● WORK TASK
Scan the records for the word "query". Report each line where it occurs.

Dataset entries
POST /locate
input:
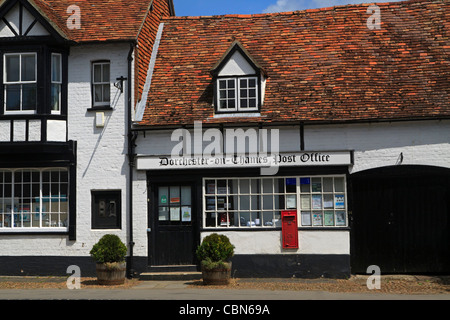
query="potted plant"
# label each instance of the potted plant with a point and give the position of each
(109, 254)
(214, 254)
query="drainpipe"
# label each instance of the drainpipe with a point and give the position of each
(131, 156)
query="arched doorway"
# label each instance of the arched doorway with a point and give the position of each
(401, 220)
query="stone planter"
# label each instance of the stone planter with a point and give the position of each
(218, 276)
(111, 273)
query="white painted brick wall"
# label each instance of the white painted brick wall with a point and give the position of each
(102, 161)
(375, 145)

● ANSWER BOX
query="potted plant"
query="drainpipe"
query="arched doorway"
query="stone planter"
query="white painted brick wall"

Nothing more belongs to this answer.